-- BEGIN Source --

Re-balance Cycle Reminder All MyPlanIQ’s newsletters are archived here.
For regular SAA and TAA portfolios, the next re-balance will be on Monday, January 13, 2014. You can also find the re-balance calendar for 2013 on ‘Dashboard‘ page once you log in.
As a reminder to expert users: advanced portfolios are still re-balanced based on their original re-balance schedules and they are not the same as those used in Strategic and Tactical Asset Allocation (SAA and TAA) portfolios of a plan.
Please note that we now list the next re-balance date on every portfolio page.
How to benchmark portfolio returns
As 2013 is drawing to a close, we naturally would like to understand how well our investments have done. We often receive suggestions and complaints from our users on our portfolio comparison as our portfolios are always compared with the two de facto funds:VFINX (Vanguard 500 Index Investor) and VBINX (Vanguard Balanced Index Inv). However, simply comparing with these two funds is misleading, as many have pointed out.
First, the risk profile or level of these funds might be different from the actual risk profile your portfolio has. That makes it less comparable. A simple way is to scale up or down VBINX to get the right scale. But that is not obvious and too kludge.
Secondly, these two funds are predominantly U.S. stocks and bonds based. So they are not really comparable with a portfolio that is supposed to invest in global stocks and bonds.

-- END Source --

Exercise
According to the newsletter, on what date will regular SAA and TAA portfolios next be re-balanced? The entries that come next are separate material and are not part of the newsletter.

-- BEGIN Extracted material --

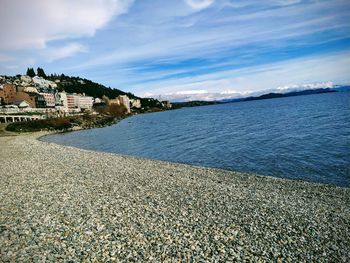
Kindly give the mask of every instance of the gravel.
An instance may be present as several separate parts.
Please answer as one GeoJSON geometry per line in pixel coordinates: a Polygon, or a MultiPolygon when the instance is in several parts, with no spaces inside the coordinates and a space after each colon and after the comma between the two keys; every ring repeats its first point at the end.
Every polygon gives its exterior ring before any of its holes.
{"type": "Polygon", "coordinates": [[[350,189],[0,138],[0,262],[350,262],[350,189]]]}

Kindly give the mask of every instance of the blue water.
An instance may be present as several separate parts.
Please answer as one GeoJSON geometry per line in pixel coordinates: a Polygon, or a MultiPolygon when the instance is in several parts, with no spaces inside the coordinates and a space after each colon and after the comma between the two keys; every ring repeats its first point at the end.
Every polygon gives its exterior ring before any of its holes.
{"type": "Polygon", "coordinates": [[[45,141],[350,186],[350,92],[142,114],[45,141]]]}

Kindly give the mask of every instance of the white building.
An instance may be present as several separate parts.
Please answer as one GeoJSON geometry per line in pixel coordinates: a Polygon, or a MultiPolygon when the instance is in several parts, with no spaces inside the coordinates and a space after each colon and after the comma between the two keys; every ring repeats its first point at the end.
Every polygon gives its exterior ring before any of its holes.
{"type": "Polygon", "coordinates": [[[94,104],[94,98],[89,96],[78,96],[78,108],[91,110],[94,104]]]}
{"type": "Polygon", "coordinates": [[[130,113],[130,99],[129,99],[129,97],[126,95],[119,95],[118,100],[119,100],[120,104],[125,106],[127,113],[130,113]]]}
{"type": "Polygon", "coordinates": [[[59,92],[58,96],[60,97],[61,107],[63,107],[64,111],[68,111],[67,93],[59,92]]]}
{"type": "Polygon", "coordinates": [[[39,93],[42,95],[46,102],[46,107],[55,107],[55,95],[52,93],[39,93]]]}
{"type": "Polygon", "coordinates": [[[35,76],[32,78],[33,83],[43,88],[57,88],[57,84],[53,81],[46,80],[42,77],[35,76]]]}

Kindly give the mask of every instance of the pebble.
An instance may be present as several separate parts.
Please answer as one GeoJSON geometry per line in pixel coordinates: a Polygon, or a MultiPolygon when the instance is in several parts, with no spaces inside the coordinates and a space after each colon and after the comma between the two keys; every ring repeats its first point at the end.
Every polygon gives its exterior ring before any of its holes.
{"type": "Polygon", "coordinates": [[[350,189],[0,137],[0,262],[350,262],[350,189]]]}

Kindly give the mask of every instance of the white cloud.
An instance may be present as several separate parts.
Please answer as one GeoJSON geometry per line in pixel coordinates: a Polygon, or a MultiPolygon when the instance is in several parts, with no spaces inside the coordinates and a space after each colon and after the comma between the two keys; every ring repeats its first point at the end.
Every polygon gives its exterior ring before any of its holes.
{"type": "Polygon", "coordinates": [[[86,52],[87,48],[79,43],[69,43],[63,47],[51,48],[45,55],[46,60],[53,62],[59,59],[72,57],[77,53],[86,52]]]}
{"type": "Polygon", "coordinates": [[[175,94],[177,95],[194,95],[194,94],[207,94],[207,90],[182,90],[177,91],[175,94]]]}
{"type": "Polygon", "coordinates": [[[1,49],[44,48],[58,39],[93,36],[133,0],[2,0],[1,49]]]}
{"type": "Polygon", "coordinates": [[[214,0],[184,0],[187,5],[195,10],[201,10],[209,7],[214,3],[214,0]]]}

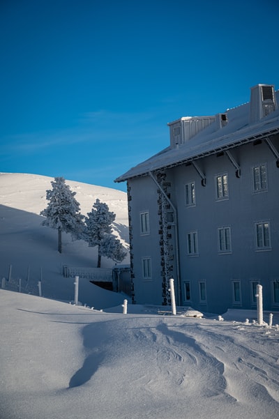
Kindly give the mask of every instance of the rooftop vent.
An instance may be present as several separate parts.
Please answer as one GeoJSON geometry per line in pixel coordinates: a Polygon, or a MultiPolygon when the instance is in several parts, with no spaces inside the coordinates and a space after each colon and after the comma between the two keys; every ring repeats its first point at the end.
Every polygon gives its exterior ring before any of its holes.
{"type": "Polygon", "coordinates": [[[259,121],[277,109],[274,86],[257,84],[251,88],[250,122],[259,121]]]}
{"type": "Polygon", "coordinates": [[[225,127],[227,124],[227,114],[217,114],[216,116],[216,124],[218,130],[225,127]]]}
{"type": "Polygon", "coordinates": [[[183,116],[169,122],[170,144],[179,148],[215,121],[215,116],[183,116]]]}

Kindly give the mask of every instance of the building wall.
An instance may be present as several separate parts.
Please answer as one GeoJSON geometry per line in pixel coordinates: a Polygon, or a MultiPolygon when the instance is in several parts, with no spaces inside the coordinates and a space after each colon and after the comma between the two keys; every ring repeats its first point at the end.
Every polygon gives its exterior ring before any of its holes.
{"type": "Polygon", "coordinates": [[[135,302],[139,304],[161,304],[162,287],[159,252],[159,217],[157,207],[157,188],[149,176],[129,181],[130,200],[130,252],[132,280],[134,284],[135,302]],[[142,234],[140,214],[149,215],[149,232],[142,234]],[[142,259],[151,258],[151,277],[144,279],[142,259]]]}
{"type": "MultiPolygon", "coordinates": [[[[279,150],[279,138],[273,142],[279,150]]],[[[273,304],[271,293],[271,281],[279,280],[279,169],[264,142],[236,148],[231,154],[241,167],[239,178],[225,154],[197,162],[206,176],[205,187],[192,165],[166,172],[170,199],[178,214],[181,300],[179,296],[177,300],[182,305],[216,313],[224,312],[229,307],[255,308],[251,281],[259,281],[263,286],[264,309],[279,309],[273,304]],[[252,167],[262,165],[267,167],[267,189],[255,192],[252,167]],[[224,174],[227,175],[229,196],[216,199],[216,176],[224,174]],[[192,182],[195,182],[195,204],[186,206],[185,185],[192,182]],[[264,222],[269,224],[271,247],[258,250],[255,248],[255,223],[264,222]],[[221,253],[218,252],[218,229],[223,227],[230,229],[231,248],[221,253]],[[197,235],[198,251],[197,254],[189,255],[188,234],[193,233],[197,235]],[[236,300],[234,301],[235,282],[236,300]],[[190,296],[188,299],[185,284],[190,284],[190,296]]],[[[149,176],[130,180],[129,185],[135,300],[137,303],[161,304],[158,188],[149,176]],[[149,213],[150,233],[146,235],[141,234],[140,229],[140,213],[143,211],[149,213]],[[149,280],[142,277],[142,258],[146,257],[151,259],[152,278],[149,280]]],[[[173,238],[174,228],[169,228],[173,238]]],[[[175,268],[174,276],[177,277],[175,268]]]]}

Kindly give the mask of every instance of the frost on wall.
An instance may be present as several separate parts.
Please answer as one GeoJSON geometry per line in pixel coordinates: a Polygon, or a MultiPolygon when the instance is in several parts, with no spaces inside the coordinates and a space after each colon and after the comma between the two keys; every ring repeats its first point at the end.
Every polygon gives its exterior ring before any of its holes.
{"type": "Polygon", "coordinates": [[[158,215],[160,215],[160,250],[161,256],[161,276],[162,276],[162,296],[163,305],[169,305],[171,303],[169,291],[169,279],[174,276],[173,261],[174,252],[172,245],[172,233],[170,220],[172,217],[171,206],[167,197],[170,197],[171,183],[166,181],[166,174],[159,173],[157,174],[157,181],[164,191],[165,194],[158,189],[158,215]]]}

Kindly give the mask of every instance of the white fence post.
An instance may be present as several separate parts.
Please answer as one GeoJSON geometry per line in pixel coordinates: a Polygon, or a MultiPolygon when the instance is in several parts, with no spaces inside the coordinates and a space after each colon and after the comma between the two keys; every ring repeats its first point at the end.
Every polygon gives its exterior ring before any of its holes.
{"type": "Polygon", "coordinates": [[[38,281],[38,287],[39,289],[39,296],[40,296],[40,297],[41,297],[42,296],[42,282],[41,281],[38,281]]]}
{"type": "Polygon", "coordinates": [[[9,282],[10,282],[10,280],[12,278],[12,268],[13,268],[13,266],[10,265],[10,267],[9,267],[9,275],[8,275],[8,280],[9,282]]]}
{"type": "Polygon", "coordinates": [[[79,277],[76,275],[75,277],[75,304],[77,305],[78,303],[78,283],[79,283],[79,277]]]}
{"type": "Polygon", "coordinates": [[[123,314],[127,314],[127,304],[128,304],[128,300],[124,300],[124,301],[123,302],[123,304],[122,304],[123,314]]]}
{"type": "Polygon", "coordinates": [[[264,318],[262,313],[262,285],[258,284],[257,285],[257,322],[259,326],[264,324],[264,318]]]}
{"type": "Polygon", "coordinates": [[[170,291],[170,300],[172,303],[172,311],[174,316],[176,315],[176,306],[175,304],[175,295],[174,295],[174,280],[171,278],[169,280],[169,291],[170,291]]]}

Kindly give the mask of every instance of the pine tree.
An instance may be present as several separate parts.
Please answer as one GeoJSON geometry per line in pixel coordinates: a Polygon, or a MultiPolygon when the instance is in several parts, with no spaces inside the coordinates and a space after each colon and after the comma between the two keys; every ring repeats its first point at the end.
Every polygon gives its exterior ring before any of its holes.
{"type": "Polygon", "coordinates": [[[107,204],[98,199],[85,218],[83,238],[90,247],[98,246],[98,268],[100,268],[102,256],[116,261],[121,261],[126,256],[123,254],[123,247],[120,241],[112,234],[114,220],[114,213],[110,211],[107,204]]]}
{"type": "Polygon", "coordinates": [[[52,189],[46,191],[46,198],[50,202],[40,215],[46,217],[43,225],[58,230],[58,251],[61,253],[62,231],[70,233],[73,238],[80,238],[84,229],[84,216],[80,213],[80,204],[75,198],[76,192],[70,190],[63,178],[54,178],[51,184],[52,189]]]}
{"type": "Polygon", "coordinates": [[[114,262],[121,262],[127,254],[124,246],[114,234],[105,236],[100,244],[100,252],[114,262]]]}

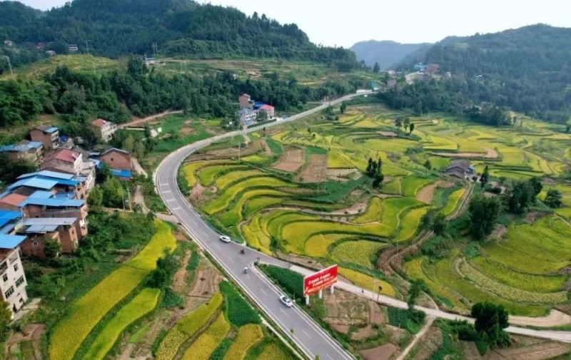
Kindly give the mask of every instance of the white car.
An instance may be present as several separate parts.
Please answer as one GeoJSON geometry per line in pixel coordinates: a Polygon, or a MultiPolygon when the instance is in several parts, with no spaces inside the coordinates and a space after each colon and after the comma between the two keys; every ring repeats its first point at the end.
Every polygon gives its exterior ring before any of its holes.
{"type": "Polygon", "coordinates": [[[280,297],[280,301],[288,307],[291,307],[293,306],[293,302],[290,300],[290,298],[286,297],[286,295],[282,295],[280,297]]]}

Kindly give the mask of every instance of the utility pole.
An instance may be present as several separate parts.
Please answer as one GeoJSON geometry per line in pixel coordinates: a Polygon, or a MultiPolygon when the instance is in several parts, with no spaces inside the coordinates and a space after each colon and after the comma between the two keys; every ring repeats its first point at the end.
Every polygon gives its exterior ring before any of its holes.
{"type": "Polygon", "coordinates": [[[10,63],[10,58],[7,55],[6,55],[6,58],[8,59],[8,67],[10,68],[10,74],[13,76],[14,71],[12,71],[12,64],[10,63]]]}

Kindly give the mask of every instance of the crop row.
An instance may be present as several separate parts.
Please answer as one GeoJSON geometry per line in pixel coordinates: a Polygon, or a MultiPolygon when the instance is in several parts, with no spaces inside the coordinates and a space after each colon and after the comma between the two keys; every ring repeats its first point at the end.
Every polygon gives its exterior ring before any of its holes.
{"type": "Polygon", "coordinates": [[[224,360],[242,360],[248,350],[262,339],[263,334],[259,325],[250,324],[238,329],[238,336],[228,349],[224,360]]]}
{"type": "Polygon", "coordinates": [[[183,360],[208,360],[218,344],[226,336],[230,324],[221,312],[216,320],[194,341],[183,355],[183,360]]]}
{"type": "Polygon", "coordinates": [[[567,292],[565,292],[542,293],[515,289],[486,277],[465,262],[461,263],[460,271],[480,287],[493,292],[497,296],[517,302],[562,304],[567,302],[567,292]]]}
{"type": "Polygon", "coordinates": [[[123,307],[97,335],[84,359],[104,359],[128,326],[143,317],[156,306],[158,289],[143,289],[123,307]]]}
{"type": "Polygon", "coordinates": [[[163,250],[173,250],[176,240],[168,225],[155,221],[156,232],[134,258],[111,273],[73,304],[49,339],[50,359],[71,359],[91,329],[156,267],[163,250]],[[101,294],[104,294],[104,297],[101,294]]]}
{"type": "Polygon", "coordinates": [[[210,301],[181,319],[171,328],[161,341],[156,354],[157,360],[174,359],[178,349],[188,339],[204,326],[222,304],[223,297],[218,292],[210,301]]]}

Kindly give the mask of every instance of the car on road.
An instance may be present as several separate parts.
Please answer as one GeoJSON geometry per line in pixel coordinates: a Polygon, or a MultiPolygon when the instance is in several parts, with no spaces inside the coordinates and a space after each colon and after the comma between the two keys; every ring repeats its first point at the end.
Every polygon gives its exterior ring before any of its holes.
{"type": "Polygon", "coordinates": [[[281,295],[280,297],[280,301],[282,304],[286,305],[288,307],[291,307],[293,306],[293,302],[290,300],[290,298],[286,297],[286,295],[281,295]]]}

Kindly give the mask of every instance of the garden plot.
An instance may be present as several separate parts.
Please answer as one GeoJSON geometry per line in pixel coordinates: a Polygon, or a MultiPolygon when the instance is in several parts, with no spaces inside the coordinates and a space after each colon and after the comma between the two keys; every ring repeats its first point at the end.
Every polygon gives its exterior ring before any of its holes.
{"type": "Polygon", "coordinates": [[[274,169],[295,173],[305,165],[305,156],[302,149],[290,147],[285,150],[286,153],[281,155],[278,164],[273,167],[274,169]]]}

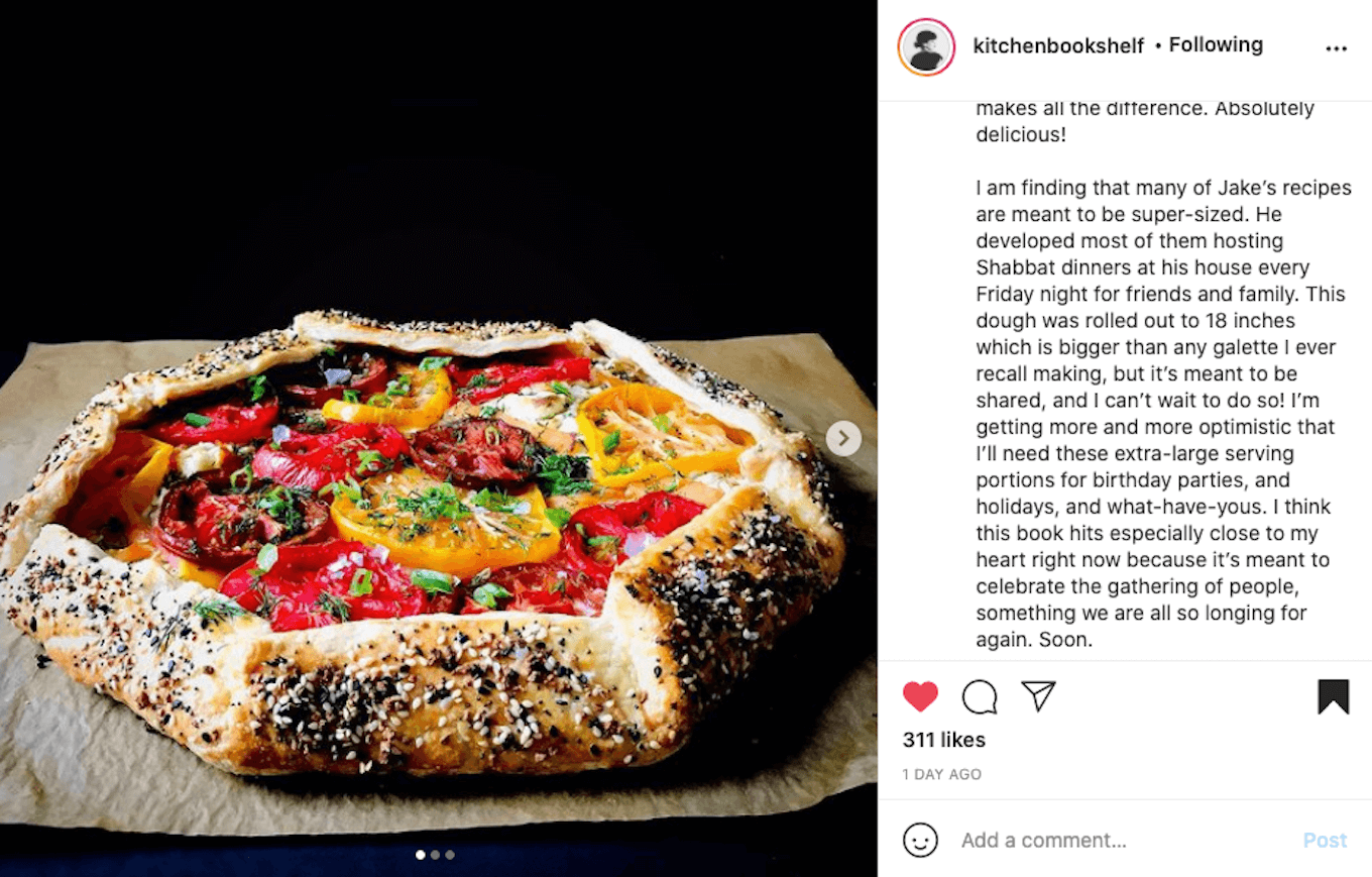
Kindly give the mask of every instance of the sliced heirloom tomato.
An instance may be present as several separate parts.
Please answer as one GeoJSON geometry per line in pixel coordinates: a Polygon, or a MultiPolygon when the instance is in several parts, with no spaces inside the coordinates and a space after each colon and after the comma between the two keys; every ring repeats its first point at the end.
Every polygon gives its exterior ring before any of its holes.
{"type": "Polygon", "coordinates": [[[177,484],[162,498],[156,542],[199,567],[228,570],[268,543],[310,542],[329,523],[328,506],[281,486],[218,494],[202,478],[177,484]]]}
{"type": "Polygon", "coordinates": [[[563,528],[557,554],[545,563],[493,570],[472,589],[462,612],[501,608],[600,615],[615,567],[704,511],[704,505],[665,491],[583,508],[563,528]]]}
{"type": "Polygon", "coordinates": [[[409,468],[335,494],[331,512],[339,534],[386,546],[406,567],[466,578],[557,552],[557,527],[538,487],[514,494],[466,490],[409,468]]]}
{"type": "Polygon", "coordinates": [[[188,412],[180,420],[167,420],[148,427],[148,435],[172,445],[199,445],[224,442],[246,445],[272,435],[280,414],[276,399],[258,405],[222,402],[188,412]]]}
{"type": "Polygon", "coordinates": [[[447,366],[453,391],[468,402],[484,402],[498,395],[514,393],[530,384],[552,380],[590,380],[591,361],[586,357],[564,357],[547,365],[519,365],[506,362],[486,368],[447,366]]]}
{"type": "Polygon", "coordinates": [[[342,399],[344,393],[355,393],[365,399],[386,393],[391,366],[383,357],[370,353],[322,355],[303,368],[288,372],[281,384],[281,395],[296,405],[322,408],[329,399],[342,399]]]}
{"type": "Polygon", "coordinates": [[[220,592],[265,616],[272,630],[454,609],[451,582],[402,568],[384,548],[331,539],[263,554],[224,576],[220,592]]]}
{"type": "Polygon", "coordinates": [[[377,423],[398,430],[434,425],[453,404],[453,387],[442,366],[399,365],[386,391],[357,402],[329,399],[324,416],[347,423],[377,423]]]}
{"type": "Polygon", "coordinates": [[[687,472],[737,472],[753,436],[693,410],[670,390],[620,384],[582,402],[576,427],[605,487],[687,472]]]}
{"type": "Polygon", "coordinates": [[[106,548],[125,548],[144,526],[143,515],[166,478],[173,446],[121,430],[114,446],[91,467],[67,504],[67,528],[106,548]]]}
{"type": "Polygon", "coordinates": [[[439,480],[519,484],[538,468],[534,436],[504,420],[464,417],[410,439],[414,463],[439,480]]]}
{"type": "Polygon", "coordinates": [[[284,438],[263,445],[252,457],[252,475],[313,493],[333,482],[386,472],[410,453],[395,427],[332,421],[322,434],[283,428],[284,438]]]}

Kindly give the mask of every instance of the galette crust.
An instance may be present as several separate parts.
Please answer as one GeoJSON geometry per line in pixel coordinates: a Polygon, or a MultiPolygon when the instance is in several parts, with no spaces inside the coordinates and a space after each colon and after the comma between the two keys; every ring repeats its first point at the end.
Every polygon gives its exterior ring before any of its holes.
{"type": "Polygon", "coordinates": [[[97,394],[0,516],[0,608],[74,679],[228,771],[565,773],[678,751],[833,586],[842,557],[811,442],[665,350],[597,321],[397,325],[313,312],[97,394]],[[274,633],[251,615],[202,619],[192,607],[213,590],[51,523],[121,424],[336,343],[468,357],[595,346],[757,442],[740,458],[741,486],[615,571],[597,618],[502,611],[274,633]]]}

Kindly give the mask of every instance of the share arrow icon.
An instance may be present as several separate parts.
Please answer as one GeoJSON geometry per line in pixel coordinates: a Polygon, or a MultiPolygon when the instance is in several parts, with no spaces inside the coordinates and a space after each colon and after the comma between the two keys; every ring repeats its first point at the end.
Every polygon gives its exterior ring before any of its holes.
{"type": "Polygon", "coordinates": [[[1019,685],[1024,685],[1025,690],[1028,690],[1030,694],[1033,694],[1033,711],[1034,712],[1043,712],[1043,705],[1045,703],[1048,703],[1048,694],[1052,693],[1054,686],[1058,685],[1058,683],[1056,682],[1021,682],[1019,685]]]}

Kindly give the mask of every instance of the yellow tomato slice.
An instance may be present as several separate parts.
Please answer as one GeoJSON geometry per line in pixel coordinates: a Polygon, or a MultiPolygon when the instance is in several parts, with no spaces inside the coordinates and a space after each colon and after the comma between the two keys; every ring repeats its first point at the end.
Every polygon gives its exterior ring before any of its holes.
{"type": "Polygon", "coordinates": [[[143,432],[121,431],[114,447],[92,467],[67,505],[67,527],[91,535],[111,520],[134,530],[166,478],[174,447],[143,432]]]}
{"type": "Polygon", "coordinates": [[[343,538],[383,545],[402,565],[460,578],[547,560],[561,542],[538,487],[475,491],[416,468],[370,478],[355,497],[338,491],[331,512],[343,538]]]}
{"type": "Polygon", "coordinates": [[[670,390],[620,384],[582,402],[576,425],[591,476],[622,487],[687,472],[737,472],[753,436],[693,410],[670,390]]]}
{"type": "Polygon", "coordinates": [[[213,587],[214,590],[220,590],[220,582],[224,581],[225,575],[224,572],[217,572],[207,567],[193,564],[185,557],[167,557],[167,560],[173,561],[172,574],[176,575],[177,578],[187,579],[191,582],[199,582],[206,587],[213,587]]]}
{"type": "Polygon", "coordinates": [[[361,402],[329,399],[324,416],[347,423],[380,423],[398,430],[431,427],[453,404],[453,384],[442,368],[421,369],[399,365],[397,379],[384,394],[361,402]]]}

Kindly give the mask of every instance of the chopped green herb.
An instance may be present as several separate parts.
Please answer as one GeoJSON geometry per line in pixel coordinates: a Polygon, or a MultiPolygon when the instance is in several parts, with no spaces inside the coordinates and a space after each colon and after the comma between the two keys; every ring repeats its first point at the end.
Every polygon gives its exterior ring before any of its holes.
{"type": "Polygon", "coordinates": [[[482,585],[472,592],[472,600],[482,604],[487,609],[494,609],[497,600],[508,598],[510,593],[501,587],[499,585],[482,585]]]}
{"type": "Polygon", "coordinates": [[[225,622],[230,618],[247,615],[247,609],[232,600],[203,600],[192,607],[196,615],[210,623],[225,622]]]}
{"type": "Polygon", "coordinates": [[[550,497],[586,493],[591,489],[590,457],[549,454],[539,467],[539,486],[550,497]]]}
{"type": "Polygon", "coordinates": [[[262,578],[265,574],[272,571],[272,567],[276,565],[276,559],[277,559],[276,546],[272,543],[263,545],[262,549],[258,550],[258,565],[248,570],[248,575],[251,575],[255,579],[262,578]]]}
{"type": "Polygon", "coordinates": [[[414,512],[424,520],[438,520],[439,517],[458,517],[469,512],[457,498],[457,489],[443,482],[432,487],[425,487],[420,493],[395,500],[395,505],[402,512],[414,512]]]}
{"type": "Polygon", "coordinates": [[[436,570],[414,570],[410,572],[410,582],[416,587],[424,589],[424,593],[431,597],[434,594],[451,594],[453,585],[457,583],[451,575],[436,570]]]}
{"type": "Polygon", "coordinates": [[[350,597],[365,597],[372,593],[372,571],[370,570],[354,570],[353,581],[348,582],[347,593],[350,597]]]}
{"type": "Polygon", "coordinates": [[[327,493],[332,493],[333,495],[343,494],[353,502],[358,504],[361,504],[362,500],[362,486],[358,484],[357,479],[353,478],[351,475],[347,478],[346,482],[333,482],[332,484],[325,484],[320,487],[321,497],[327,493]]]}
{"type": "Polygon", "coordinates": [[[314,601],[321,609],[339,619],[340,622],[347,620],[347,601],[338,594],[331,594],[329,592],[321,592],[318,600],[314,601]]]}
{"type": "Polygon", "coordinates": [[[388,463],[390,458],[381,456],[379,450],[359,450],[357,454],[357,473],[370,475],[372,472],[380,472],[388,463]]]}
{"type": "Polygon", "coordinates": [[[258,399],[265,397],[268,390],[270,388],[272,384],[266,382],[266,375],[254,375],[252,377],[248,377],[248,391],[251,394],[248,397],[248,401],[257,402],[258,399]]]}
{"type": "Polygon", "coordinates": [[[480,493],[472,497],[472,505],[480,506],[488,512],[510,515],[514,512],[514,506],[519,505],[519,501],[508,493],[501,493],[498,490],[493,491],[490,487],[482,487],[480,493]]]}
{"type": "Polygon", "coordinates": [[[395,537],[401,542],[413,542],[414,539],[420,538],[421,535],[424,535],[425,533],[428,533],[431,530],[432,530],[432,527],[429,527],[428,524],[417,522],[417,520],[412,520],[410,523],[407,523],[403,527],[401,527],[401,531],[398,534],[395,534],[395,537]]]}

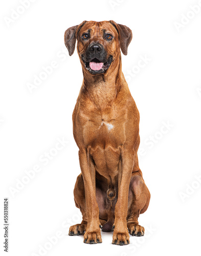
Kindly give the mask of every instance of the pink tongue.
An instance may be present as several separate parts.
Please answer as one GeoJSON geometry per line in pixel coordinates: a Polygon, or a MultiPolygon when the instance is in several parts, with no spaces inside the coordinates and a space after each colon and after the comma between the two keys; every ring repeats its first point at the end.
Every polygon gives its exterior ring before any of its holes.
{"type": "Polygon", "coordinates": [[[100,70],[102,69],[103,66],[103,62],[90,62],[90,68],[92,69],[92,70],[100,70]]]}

-- END Extracted material --

Task result
Monday, January 13, 2014.